[SELECTION]
────

Not just the Constitution, either. Other contemporary writings - the Federalist Papers, etc. - are often quote-mined to determine "intent". As you identify, these offer a lot of opportunities to pick and choose stuff in favor of whatever ideological decision you'd like to make.


Conservative judges have no problem with legislation from the bench when they're the ones doing it. Again, they pretend to use an impartial "originalist" principle when decision-making but cherry-pick the "original" texts they use or ignore them when they would lead to ruling in a way conservatives don't like.

How is it "originalist" to take the 2nd Amendment, which refers to "well regulated Militia," and using it to say there's a Constitutional right to owning a handgun for personal protection (without safety requirements like a trigger lock or safe)? It's not, yet that's what conservatives decided, specifically Scalia in his majority opinion in District of Columbia v. Heller.


How many of Scalia’s opinions have you actually read?

Humans are not perfect, and I think all judges can delude themselves with motivated reasoning at times, and all judges have some bad opinions, but having read many SCOTUS opinions, Scalia always struck me as one of the more logical and thoughtful members of the court.


>How is it "originalist" to take the 2nd Amendment, which refers to "well regulated Militia," and using it to say there's a Constitutional right to owning a handgun for personal protection...?

The relation between the operative clause and the prefatory clause is that, historically, kings had effectively destroyed the militia by forbidding the keeping or bearing of arms. Justice Scalia's opinion in Heller cites a great deal of evidence that the original public meaning of the phrase "the right to keep and bear arms" included keeping and bearing arms for individual self-defense.

────

[LISTING]
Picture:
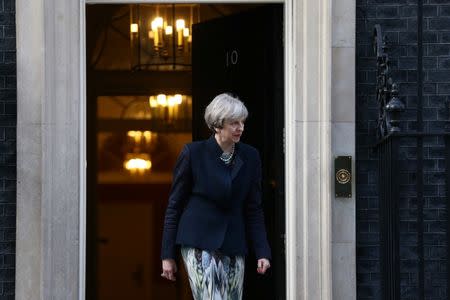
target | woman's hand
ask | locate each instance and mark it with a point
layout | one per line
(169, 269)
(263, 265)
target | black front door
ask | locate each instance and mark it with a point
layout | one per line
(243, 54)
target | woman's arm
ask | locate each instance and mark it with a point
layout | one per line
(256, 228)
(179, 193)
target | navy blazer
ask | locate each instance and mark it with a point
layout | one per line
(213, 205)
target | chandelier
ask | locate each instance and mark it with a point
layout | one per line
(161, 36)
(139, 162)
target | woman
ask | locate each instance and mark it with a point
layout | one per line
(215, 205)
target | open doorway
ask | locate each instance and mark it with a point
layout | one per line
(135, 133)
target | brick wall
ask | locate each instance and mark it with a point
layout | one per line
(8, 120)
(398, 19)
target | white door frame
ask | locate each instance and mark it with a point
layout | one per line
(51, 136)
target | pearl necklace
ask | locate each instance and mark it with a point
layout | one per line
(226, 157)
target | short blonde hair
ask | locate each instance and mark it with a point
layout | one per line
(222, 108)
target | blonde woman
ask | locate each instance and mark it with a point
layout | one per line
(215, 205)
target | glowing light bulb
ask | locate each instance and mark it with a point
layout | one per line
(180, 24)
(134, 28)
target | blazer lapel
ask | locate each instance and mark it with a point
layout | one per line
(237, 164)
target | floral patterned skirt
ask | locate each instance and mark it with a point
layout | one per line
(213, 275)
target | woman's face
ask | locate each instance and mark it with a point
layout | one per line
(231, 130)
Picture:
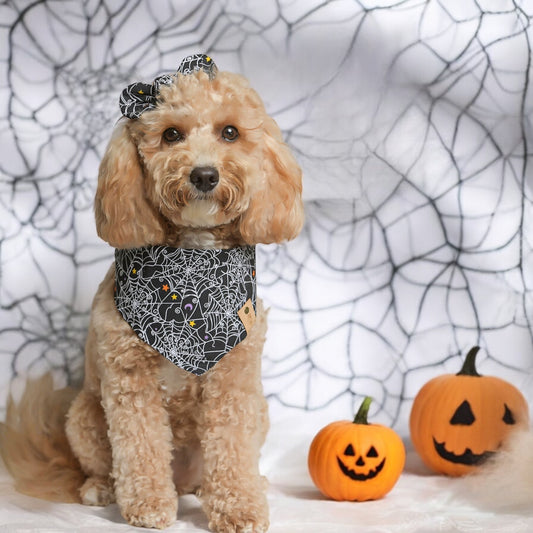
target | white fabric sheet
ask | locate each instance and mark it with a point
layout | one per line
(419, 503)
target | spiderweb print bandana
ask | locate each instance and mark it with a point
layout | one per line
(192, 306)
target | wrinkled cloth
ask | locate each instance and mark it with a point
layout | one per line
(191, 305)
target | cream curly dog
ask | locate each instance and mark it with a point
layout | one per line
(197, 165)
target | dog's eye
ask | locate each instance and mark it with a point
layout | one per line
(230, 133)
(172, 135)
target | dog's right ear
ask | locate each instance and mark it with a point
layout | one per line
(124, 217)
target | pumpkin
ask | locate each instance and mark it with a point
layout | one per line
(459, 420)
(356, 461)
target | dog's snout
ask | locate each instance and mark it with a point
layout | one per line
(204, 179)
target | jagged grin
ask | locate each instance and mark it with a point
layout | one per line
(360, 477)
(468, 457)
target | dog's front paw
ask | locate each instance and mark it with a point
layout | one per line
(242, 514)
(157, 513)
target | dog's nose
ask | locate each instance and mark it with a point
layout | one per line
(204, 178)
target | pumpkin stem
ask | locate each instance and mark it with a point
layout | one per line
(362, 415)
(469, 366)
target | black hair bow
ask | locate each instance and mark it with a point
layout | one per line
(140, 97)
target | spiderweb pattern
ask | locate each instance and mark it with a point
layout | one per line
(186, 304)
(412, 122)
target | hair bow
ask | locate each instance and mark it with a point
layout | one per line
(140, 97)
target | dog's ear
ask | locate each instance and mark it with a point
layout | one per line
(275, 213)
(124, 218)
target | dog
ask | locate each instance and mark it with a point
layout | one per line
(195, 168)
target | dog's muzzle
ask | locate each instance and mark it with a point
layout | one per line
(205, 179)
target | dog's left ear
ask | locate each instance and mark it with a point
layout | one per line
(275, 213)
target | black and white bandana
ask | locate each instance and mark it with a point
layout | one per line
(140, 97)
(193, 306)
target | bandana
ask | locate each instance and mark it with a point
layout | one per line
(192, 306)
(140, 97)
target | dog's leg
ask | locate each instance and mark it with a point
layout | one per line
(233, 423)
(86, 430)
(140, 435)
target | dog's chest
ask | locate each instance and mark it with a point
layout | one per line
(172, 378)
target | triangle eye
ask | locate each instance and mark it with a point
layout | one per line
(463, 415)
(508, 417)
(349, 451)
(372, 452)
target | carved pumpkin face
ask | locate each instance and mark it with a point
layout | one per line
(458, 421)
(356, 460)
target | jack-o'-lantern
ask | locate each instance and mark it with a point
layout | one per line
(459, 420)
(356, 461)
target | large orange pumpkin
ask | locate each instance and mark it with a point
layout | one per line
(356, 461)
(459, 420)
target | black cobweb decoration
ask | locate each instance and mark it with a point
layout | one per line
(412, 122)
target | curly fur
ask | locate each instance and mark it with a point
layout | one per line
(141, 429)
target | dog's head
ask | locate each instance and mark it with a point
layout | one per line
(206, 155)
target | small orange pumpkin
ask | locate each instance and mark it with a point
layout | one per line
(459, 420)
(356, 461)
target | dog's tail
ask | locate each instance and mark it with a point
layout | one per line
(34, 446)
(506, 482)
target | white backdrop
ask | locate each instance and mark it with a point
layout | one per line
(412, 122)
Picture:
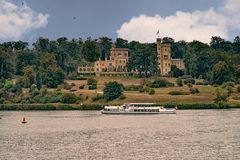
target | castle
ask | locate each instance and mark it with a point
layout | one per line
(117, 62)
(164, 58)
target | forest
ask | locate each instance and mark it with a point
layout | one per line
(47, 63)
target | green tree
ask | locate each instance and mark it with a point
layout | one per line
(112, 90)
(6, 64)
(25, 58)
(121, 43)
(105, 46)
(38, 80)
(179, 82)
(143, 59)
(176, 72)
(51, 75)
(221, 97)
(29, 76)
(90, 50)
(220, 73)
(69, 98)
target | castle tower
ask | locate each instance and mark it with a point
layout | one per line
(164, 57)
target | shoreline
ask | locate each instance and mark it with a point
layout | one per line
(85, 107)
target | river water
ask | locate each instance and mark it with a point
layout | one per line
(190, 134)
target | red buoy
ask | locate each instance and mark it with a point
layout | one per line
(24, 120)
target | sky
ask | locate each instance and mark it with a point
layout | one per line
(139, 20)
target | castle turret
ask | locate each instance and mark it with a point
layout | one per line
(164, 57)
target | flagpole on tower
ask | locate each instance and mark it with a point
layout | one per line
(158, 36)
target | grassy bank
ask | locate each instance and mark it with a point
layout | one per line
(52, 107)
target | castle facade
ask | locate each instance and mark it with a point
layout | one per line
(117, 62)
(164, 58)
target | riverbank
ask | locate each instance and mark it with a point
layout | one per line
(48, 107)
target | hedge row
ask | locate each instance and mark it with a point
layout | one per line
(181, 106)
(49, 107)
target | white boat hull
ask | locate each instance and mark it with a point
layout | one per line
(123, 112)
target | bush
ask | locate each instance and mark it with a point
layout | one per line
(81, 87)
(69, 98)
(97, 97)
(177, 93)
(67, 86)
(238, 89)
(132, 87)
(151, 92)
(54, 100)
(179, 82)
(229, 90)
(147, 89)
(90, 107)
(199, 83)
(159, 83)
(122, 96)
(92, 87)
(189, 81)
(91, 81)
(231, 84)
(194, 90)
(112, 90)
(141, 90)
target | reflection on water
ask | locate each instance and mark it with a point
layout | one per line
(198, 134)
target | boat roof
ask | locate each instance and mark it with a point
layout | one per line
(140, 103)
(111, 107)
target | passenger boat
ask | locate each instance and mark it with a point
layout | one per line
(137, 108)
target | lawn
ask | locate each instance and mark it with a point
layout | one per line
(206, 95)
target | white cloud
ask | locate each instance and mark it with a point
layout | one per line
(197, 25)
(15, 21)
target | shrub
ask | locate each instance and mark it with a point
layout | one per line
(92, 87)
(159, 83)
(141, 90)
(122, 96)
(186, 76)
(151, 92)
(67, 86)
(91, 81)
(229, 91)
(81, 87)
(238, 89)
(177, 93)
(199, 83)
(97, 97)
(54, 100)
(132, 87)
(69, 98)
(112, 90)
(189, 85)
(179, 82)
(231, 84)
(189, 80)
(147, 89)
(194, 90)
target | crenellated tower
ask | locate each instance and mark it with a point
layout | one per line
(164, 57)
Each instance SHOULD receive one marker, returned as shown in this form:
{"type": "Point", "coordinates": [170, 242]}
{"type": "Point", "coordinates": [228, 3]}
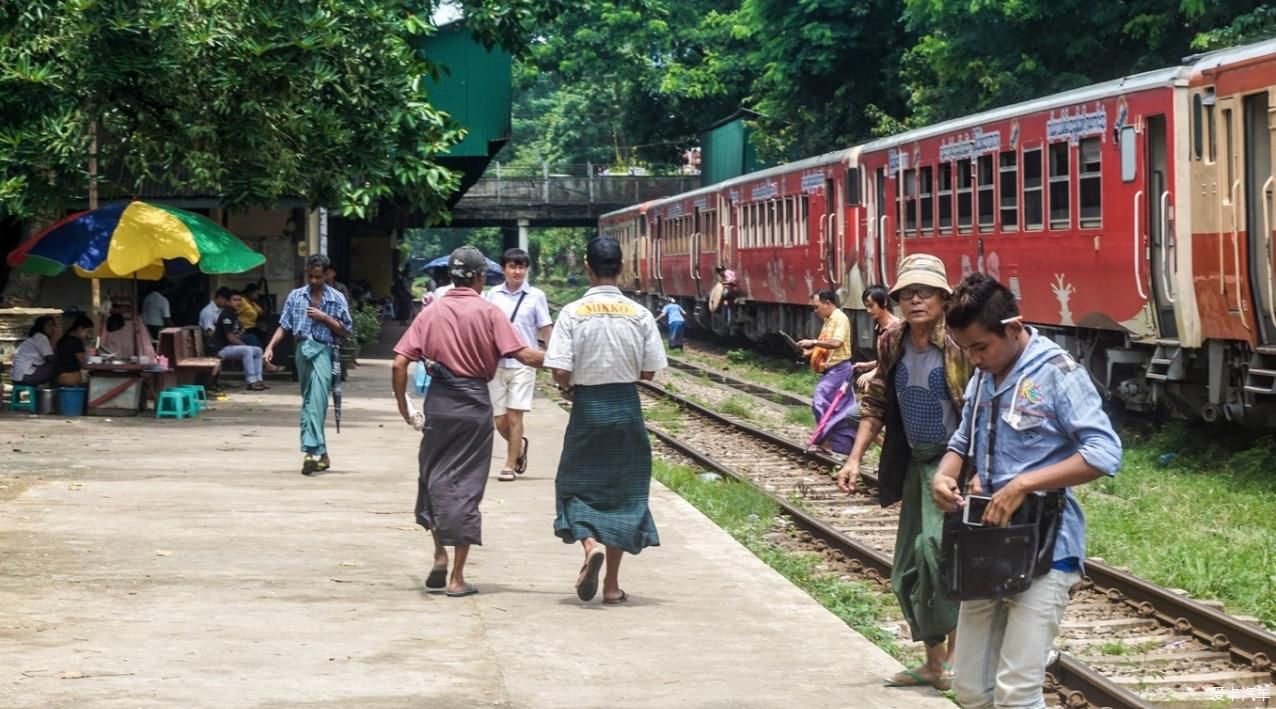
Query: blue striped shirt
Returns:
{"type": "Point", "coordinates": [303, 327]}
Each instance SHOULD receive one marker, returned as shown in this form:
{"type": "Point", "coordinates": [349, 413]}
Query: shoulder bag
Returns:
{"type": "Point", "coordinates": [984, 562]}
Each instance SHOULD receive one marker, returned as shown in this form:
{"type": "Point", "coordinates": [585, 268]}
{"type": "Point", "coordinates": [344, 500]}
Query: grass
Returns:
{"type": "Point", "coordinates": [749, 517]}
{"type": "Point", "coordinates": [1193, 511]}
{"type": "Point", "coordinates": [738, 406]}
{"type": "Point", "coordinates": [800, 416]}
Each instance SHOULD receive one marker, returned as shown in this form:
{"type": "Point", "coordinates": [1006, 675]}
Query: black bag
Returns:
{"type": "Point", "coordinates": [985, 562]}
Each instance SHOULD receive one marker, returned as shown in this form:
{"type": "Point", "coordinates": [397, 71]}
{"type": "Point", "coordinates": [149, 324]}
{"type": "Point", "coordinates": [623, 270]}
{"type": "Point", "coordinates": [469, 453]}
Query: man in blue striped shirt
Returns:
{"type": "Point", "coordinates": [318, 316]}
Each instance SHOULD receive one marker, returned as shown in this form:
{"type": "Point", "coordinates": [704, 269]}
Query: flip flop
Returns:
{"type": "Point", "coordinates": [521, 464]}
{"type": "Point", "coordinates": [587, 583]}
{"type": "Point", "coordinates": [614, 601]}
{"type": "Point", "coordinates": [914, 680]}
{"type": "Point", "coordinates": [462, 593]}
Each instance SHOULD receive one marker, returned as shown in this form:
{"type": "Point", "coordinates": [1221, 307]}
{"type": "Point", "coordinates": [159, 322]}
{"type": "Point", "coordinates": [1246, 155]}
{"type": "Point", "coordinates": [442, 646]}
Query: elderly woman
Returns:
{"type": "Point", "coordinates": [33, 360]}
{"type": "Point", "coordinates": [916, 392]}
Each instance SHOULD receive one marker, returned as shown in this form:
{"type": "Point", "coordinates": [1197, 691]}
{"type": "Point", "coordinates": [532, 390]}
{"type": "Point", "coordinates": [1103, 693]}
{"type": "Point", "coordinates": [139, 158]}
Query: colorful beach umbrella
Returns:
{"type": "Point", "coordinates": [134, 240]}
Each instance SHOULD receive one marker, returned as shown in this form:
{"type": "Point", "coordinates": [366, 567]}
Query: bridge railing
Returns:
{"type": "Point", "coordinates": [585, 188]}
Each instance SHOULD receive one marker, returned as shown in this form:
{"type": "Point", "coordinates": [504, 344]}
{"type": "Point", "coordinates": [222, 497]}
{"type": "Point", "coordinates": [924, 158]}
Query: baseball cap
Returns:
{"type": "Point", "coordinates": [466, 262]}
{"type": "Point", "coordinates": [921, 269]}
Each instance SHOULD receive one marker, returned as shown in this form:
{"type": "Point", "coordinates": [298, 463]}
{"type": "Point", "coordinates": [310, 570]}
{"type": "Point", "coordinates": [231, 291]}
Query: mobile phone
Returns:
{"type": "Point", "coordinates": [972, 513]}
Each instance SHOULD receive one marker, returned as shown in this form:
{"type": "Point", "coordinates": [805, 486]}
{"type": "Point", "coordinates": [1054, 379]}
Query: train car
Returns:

────

[STATED PROBLEM 1] Collect every line of the records that contains the string "pumpkin". Case counts.
[STATED PROBLEM 2] Proceed with the discussion of originalism and Heller, picking up after its final sentence.

[EXERCISE RESPONSE 1]
target | pumpkin
target | pumpkin stem
target | carved pumpkin face
target | large orange pumpkin
target | small orange pumpkin

[EXERCISE RESPONSE 2]
How can one be an originalist and ignore half of the sentence, "A well regulated Militia, being necessary to the security of a free State,"? A law requiring a trigger lock does not infringe on the forming of militia or maintaining the security of a free State.

Conservative judges, including Scalia, generally don't claim that all arms regulation is unconstitutional, they don't claim everyone has a right to own RPGs. I don't like where they draw the lines and don't think they have good reasoning for where they draw them.


Because grammatically (then or now), that part of the sentence doesn't limit the independent clause--"the right of the people to keep and bear Arms, shall not be infringed."

If the first amendment said, "A well read electorate, being necessary to a free state, the right the people to free speech, shall not be infringed," would you say it only covered political speech?

Practically, I don't see how it makes any difference. Handguns are used by every single armed forces in the world. Any militia would need them anyway. If I can't own a handgun, how could I serve in a militia?


> If the first amendment said, "A well read electorate, being necessary to a free state, the right the people to free speech, shall not be infringed," would you say it only covered political speech?

I would say the intent is much narrower than the actual text so while "a well read electorate" would call for more than just political speech, such a First Amendment would be allow more laws to restrict speech without being unconstitutional.

People in the armed forces don't own the weapons they use now. Today, the National Guard is basically the "Militia." Even if you think militia needs to include organizations not directed by governors, weapons can be owned by smaller political entities (towns, counties, etc.) or NGOs. In any case, weapons for a militia can be stored in an armory, not in every member's home or on their person all the time.

Yet again, even if some of the weapons were stored in the home, there's nothing unconstitutional about laws requiring trigger locks or other safety measures for their storage.


>I would say the intent is much narrower than the actual text

Justice Scalia rejected the notion of giving much importance to the intent of drafters. His objective was to interpret the text according to its original public meaning.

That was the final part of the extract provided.